* **WHAT TO DO**
Copy out each line below that has the word "tire" in it.

===== SOURCE MATERIAL =====

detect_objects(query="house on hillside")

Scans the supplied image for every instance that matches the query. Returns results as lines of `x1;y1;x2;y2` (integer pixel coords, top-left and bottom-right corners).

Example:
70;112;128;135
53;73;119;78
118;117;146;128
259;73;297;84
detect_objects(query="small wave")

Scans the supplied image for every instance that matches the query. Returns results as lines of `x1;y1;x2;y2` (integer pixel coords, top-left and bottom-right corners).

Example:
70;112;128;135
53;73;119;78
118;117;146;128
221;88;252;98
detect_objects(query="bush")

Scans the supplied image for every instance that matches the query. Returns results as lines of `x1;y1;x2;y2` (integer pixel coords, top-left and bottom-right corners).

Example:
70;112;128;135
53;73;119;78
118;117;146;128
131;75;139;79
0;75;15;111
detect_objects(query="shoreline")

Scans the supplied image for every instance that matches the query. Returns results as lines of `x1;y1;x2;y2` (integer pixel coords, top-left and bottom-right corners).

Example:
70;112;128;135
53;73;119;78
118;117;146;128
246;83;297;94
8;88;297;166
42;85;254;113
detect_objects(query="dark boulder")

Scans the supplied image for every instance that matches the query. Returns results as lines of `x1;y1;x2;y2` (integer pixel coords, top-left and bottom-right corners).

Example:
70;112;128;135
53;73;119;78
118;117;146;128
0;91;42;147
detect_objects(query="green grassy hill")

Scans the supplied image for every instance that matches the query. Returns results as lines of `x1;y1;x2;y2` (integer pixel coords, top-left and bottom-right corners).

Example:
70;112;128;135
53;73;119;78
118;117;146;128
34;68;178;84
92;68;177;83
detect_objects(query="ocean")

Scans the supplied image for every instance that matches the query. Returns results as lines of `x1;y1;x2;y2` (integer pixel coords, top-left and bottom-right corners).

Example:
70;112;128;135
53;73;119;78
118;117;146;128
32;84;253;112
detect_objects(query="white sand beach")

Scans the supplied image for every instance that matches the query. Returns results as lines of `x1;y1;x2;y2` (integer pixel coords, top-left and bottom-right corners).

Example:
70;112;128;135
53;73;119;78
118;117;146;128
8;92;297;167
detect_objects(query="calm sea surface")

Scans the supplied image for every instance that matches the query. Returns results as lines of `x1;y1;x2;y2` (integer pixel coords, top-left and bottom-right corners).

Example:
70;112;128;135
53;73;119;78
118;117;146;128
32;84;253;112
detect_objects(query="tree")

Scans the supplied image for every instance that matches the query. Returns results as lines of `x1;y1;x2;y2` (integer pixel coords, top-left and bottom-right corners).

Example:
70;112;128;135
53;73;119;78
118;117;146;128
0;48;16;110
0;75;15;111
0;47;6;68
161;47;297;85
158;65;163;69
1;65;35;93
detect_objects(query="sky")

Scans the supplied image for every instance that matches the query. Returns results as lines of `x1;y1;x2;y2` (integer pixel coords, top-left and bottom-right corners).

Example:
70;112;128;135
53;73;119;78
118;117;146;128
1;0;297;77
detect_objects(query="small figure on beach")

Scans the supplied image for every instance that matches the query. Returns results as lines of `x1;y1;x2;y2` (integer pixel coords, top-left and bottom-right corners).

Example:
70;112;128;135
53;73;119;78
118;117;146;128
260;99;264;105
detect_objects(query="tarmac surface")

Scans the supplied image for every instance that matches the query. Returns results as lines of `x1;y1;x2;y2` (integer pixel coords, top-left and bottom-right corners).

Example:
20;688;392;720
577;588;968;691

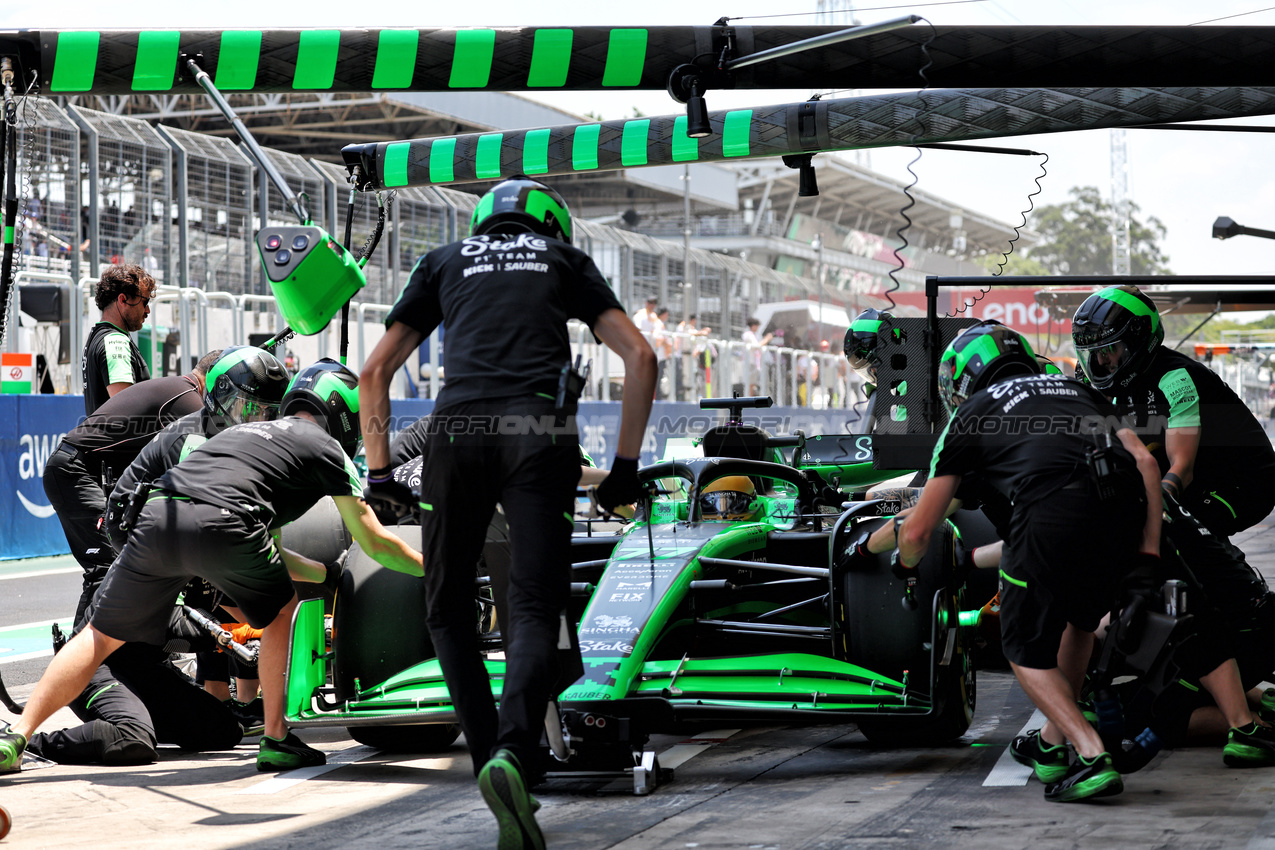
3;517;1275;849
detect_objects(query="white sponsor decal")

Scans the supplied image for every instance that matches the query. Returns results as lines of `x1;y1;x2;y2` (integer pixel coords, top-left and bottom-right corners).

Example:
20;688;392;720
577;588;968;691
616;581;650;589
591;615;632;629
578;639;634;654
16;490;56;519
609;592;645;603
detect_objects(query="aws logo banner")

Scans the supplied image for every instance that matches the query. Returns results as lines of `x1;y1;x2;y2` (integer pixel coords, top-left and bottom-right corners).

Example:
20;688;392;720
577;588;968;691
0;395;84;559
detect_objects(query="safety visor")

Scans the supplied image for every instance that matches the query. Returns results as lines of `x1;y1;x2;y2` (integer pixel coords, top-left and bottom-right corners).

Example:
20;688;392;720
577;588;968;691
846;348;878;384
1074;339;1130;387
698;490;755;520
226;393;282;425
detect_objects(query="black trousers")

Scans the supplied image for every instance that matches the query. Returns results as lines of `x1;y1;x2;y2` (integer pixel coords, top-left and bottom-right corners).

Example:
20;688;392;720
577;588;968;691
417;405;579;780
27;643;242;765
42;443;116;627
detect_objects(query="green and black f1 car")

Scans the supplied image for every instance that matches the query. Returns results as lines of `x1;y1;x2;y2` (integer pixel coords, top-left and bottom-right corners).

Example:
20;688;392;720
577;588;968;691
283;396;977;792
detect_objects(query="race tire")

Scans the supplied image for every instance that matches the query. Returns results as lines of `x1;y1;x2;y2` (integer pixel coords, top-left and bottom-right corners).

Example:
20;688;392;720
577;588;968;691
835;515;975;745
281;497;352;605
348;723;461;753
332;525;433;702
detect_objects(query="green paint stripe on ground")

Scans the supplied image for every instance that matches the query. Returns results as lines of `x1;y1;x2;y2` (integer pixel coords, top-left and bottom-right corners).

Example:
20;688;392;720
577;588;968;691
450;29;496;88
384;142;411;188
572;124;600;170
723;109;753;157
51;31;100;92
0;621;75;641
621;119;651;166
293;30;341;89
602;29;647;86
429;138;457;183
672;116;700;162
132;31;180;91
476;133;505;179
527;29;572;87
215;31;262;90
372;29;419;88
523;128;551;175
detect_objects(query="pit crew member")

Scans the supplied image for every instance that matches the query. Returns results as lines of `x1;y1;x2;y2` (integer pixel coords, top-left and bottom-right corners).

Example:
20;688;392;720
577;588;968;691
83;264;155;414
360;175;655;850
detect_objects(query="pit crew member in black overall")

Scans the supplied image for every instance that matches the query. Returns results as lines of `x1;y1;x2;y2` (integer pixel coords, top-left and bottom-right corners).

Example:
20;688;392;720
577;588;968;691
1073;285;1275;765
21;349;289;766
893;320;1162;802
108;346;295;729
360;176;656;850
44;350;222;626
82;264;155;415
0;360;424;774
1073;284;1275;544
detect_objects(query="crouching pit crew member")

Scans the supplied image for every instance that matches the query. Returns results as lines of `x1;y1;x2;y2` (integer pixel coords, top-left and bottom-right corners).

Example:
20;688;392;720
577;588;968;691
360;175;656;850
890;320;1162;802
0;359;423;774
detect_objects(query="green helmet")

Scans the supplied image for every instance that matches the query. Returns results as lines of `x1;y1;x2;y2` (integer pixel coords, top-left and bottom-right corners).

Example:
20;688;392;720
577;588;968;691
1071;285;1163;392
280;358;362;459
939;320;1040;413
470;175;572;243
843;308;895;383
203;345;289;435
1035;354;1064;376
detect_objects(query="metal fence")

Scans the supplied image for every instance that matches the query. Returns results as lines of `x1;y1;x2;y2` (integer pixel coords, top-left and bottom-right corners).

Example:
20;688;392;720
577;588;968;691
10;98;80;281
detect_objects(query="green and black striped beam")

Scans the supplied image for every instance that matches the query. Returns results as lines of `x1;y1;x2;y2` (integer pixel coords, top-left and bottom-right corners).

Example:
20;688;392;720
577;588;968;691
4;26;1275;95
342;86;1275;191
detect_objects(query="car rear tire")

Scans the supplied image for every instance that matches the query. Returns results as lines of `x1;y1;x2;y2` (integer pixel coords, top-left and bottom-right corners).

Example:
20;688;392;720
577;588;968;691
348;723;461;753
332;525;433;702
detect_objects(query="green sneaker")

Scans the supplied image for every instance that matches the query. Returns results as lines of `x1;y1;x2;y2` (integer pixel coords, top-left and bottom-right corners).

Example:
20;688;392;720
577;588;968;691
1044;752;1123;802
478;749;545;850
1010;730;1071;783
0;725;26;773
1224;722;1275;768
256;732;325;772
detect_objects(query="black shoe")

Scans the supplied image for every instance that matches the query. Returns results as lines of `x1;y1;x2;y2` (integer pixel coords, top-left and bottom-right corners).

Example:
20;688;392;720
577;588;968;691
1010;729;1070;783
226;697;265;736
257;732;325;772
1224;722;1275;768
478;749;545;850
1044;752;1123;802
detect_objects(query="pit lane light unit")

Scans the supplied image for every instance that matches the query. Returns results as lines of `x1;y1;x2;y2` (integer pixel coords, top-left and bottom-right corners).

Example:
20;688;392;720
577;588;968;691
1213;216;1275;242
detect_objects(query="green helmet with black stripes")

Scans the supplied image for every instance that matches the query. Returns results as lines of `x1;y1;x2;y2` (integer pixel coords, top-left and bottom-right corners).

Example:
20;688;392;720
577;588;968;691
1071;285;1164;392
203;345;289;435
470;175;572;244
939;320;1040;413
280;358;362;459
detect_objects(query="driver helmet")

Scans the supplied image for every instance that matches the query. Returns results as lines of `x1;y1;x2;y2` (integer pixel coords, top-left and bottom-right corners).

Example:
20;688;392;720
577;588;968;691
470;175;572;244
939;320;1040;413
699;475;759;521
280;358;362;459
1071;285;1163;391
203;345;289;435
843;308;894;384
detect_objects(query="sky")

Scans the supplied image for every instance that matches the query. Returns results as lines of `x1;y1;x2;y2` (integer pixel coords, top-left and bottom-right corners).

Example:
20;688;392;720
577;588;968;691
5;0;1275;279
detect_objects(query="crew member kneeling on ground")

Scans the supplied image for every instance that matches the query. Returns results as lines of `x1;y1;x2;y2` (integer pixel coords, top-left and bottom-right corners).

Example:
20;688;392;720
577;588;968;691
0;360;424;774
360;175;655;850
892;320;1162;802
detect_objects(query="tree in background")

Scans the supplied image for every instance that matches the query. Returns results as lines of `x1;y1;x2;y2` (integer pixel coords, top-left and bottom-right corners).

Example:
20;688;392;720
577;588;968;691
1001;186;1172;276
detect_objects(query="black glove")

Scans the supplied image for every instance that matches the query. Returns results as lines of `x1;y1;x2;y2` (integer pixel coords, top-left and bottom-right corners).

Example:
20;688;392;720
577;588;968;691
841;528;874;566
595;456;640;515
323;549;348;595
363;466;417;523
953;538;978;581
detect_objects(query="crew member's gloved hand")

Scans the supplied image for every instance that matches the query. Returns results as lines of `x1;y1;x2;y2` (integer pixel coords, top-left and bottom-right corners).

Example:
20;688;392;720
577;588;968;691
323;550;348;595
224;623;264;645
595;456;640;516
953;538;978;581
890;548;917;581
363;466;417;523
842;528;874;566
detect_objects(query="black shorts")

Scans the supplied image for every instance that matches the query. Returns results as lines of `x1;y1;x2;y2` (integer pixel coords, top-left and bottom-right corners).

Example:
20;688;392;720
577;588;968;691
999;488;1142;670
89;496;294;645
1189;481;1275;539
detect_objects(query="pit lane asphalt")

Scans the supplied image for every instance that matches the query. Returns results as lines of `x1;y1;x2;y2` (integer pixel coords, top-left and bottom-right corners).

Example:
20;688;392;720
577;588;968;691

=====

* **SOLUTION TO THIS PROBLEM**
detect_objects(query="race tire")
detect_objects(query="car rear tire")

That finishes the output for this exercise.